[Estratti di un dataset di annotazioni di posizione]
● ● ●
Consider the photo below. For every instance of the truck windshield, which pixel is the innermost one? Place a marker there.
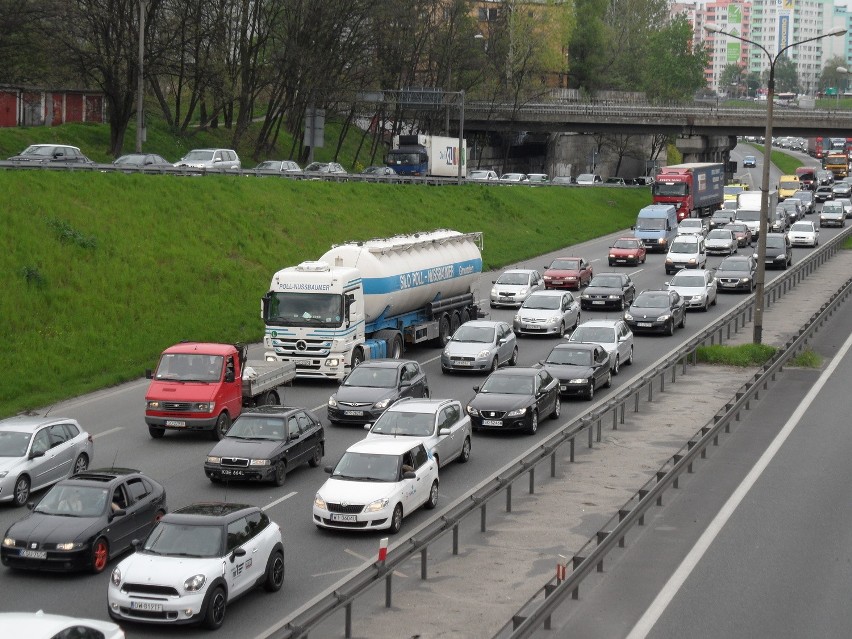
(671, 188)
(304, 309)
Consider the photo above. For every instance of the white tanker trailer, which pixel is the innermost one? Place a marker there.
(363, 300)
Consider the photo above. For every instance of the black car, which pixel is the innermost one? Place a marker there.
(515, 399)
(580, 367)
(265, 443)
(736, 273)
(608, 291)
(84, 521)
(779, 253)
(373, 386)
(657, 312)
● ● ●
▶ [Lavoro richiesto]:
Riscrivi tutte le righe del materiale, comprese quelle di testo. Moltiplica per 1,6 ogni coordinata dei punti indicati nelle risposte e arrotonda all'intero più vicino, con le metà per eccesso. Escludi le immagini.

▶ [Soluzione completa]:
Consider the photo below. For every instance of the truck windshield, which pixel is the innermost one? Place a marker there.
(1074, 301)
(486, 494)
Consider the photo above. For every instance of the white tanker trailer, which pixel is the innermost one? Place a marker there.
(581, 480)
Consider the photo above. For every instance of the black car, which pixel is the innermost one? Place a marker there.
(824, 638)
(928, 587)
(424, 709)
(1178, 437)
(973, 466)
(134, 834)
(1246, 405)
(597, 618)
(1051, 499)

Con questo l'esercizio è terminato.